▸ **What the task asks**:
Convert the rows from the line with "Segment every instance of the **awning**" to the line with "214 7 L 222", both included, into a JSON list of strings with one string per line and no blank lines.

Start

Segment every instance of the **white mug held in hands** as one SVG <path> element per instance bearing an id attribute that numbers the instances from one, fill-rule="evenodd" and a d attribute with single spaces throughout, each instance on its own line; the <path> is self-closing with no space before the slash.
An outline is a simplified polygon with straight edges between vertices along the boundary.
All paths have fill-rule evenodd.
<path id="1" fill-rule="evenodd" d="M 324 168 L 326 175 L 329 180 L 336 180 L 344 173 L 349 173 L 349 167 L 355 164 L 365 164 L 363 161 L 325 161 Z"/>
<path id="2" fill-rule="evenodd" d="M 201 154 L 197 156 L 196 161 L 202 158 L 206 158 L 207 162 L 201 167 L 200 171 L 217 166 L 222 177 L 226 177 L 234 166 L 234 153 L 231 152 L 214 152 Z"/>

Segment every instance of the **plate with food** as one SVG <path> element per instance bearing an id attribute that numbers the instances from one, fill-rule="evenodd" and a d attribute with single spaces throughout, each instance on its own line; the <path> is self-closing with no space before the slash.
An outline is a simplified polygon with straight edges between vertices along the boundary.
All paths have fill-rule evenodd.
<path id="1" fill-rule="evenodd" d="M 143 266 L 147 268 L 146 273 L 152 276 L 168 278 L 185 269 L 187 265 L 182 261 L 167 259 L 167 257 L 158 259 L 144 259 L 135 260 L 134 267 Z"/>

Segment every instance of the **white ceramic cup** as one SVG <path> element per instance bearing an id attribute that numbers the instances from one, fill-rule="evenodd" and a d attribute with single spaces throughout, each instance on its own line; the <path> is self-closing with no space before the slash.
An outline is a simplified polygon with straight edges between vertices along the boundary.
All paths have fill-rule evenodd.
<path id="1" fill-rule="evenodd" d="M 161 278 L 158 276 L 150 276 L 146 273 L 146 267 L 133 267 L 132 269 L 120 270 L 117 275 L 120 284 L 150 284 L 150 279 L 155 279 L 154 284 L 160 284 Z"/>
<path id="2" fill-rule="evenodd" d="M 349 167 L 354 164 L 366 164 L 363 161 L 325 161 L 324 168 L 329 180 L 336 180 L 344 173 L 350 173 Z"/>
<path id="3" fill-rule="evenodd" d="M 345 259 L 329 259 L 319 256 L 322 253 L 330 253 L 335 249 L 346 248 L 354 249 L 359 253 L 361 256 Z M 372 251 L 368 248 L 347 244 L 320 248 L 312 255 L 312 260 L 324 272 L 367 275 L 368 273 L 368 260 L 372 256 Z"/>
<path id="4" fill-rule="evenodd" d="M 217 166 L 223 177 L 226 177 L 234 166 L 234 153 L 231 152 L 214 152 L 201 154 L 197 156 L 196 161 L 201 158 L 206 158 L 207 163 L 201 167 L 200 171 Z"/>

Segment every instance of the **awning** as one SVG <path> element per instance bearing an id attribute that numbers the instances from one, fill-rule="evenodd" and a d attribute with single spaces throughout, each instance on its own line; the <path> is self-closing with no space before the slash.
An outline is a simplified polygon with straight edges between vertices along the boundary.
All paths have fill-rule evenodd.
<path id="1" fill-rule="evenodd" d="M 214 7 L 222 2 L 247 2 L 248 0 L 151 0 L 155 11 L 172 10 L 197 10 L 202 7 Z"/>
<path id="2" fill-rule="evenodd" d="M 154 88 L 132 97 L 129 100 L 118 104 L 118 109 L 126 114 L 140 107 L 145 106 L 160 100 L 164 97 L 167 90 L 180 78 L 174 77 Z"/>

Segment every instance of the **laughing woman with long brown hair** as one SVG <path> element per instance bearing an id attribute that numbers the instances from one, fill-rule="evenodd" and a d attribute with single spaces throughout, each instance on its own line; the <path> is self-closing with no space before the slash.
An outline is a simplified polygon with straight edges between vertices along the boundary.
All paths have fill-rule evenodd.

End

▸ **Answer to this problem**:
[
  "Segment every instance of the **awning** as one SVG <path> element per instance bearing an id attribute that numbers the instances from one, fill-rule=\"evenodd\" and a d attribute with single spaces throughout, each instance on its own line; the <path> is self-closing with no space before the slash.",
  "An outline is a simplified polygon with straight edges between vertices along the boundary.",
  "All paths have fill-rule evenodd.",
  "<path id=\"1\" fill-rule=\"evenodd\" d=\"M 214 7 L 222 2 L 247 2 L 248 0 L 151 0 L 155 11 L 172 10 L 197 10 L 202 7 Z\"/>"
]